→ OBJECTIVES
**a)** Which fields does the input fields reference table mark as not required?
**b)** Which lines of the records contain the string "grey"? Show each of them in full.

→ DOCUMENT EXCERPT
********************

Now let's see how to properly construct and validate inputs with ALL fields (required + optional).

### 4.1 Input Fields Reference

| Field | Required | Type | Description |
|-------|----------|------|-------------|
| `start_dtg` | Yes | string (date-time) | Inclusive UTC timestamp marking data window start |
| `end_dtg` | Yes | string (date-time) | Exclusive UTC timestamp marking data window end |
| `data_source_type` | Yes | string (enum) | Transport mechanism: "file", "IONIC", "api" |
| `data_source` | Yes | string | Path, identifier, or URL for data |
| `log_path` | No | string | Where to write logs (default: "stdout") |
| `output` | No | string | Destination for findings (default: "stdout") |
| `analytic_parameters` | No | object/string | Analytic-specific tuning knobs (default: {}) |
| `data_map` | No | object/string | Field mapping for non-SchemaONE data (default: {}) |
| `verbosity` | No | string (enum) | Log level: DEBUG/INFO/WARN/ERROR/FATAL (default: "INFO") |

In [None]:
# Prepare timestamps
now_iso = utils._now_iso()

# Define the complete input with ALL fields
complete_inputs = {
    # --- Required fields ---
    "start_dtg": now_iso,          # Inclusive UTC timestamp for data window start
    "end_dtg": now_iso,            # Exclusive UTC timestamp for data window end
    "data_source_type": "file",    # Transport mechanism: "file", "IONIC", or "api"
    "data_source": "/data/iris_dataset.csv",  # Path to the data file

    # --- Optional fields (explicitly set for demonstration) ---
    "log_path": "stdout",          # Default: "stdout"

********************

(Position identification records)
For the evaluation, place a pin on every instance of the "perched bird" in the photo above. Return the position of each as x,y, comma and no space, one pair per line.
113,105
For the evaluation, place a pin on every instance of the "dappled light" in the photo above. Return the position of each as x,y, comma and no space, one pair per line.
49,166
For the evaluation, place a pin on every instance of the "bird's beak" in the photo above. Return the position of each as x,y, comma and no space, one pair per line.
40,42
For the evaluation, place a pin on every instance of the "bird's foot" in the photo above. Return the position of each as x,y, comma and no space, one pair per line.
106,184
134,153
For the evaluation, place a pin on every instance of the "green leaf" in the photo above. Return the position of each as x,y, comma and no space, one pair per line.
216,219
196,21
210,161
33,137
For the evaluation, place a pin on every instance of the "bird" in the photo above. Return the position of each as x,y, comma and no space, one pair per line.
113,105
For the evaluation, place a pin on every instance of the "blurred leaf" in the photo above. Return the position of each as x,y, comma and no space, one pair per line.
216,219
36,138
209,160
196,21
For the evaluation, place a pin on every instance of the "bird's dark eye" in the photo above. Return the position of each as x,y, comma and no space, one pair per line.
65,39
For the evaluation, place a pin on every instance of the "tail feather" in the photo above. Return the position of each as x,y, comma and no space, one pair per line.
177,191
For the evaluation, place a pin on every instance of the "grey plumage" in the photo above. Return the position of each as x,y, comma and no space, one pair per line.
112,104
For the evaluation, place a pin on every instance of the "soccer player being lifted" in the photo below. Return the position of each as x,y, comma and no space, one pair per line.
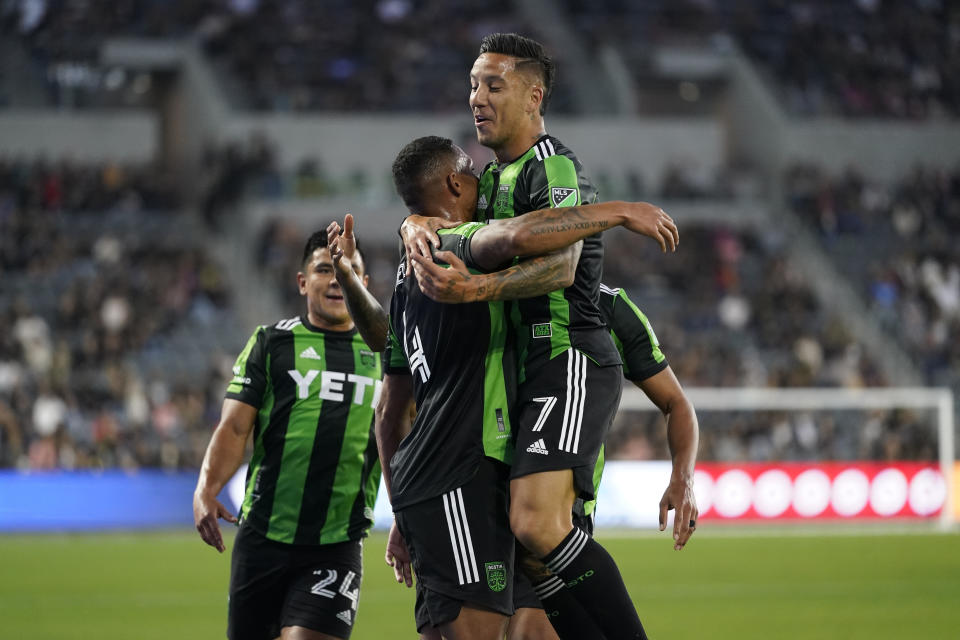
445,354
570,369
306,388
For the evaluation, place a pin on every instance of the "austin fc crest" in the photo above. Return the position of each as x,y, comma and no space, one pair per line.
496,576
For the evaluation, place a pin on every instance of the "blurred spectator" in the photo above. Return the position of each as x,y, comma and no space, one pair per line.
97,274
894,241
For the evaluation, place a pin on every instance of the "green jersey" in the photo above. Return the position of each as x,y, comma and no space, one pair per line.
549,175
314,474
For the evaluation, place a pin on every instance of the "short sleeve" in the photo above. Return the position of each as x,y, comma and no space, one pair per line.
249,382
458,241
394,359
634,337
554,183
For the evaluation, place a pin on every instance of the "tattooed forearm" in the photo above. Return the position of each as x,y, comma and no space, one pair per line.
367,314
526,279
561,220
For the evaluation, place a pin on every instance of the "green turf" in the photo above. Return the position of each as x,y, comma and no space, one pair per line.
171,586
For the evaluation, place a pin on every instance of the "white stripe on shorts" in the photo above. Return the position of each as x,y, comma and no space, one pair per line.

********************

→ ANSWERS BY TASK
**a)**
log_path
output
analytic_parameters
data_map
verbosity

**b)**
For the evaluation, place a pin on every instance of the "grey plumage" in the photo above. Return the position of each as x,y, comma and no space, one pair per line.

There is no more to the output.